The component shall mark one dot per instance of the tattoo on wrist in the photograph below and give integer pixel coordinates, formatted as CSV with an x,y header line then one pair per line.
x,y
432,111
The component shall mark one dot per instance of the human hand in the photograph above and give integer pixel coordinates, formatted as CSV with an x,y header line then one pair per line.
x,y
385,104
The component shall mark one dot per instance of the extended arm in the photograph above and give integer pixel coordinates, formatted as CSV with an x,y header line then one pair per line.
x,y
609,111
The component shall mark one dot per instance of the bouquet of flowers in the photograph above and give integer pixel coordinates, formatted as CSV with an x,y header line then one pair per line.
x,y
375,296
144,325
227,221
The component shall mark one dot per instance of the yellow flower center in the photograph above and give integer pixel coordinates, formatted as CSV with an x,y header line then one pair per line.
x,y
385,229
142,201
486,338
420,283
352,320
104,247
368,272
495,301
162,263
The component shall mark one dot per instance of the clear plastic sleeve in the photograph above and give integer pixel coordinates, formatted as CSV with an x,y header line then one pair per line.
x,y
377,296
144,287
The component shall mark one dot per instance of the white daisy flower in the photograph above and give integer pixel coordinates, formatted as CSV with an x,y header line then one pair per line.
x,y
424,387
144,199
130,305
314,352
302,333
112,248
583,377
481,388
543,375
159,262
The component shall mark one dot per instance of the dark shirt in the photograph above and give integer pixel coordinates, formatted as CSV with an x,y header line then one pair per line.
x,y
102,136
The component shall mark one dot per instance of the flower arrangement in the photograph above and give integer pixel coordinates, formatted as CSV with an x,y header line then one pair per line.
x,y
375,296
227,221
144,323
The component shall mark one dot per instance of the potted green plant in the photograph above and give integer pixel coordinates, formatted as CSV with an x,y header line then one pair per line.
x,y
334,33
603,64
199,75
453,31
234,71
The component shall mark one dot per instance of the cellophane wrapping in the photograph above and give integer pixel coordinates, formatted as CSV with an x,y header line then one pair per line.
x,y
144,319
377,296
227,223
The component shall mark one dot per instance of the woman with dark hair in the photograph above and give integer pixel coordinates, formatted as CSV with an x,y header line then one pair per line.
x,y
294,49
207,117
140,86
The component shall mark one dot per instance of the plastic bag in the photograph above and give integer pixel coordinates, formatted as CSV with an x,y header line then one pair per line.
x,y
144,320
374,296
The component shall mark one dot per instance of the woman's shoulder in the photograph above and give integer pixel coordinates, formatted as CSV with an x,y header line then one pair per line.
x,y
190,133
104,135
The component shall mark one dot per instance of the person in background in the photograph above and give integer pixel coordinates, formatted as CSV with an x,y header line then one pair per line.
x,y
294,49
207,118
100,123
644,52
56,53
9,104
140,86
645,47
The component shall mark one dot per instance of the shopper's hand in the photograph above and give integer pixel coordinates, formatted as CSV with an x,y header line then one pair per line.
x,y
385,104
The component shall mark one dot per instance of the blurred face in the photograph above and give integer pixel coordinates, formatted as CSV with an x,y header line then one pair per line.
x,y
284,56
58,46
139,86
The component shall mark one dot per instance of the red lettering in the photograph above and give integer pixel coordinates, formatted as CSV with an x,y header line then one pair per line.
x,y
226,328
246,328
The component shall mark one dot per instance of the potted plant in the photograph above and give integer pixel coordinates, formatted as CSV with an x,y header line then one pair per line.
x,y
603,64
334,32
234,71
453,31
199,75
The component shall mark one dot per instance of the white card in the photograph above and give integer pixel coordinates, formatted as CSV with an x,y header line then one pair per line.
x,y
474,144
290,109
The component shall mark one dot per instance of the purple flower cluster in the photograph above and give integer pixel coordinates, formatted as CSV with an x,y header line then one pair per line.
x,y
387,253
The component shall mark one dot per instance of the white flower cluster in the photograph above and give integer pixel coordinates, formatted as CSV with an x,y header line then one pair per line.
======
-- TASK DIRECTIONS --
Can you print all of the material above verbatim, from its first line through its last?

-- RESULT OF THIS TASK --
The component shall mark one dot per instance of the tattoo on wrist in the photograph below and give integer pixel coordinates, formatted as CSV with an x,y header line then one pair per line.
x,y
432,111
The component shall mark one dot per instance of the human hand in the photograph above and give integer pixel coordinates, formatted as CSV with an x,y header line then one pair per line.
x,y
385,104
The component shall mark one dot per instance of the extended arm in the photograph above and give integer pixel coordinates, formatted as CSV with an x,y header line then one pair per line.
x,y
609,111
The component shall mark one dot per instance of the bouquet of flowers in the photograph above and give integer pixel coordinates, formatted as CSV with an x,y header line then one pair per line.
x,y
375,296
144,325
227,221
The component shall mark one dot per instance of the yellow flower center in the photograph above and give integer pixel coordinates, formatted as CSV with an x,y header line then one pair per line.
x,y
385,229
142,201
486,338
420,283
352,320
104,247
368,272
495,301
162,263
The component shall mark one dot per instance of the clear plastic sleeve in the photograph above and give integer pixel coordinates, formatted as CSV with an x,y header line then one pair per line.
x,y
377,296
144,287
The component shall mark one dot per instance of the white daisy flower in the photograph above and give integer pixel coordinates, formatted as CSV with an x,y header line then one pair per line.
x,y
424,387
144,199
130,305
314,352
302,333
112,248
583,377
481,388
543,375
159,262
The component shall mark one dot per instance of the dark shirt in the photograph above and give integer pixel coordinates, formatted as CSV with an x,y header line then one pair per line.
x,y
102,136
The component shall mark one dot per instance of the flower arrangement in the photograph above and give integer pixel coordinates, formatted as CSV with an x,y header line then one pair per line.
x,y
375,296
227,221
144,323
The component shall mark one dot per instance of the potted green plant in the photograph above and give integer pixel coordinates, formatted as CSV with an x,y header line then one pair per line.
x,y
334,33
603,64
199,75
453,31
234,71
The component shall mark one dot per instance of the cellophane wrapping in the photograph above and give integer pixel coordinates, formatted as CSV with an x,y header line then one pair per line.
x,y
144,319
377,296
227,223
The component shall mark one dot per instance of the woman with dark hair in the photograph above and give integer pixel coordinates, formatted as CSV with an x,y header line then one pair per line.
x,y
294,49
207,117
140,86
The component shall mark one dot per instance of the plastic bag in the photograph above and give integer pixel coordinates, formatted as CSV with an x,y header line then one pair per line.
x,y
144,320
374,296
The component shall mark one dot per instance of the woman's shoulder in the photograph above and give integer pixel coordinates, formatted as CSV with an x,y header line then one pair per line.
x,y
190,133
104,135
The component shall mark one dot per instance of the person in background in the photograph above and give integer pixel coordinates, formatted as CSV with an x,y header line then one pair per line.
x,y
294,49
207,118
100,123
644,52
56,53
9,104
140,86
645,47
The component shall mark one dot per instance of the shopper's hand in the photograph above and give integer pixel coordinates, formatted as CSV with an x,y header line then one pair per line.
x,y
385,104
The component shall mark one dot per instance of the blurred face in the photograph above and give integer pixel coordinates, formatted as CSV with an x,y header line then one pair per line.
x,y
284,56
58,46
139,86
The component shall mark one dot per instance of the red lettering in the photograph above and give integer pixel coordinates, formatted as CSV with an x,y header line then one pair per line.
x,y
226,328
246,328
The component shall mark one dot per instance of the potted plant in the photograph above and give integer pixel coordinates, formatted as CSV with an x,y header line then one pair per line.
x,y
603,64
334,32
234,71
453,31
199,75
The component shall mark one dot per instance of the white card in the photograph above and give integer pixel coordinates, formatted as CSV with an x,y header line then one pair per line.
x,y
474,144
290,109
The component shall mark one dot per instance of the purple flower cluster in the photograph above and give integer pixel coordinates, formatted as CSV with an x,y header line then one pair per line.
x,y
387,253
The component shall mark one dot per instance of the white flower cluster in the photograph above and give integer pixel coordinates, formatted as CSV with an x,y header line then one pair per line.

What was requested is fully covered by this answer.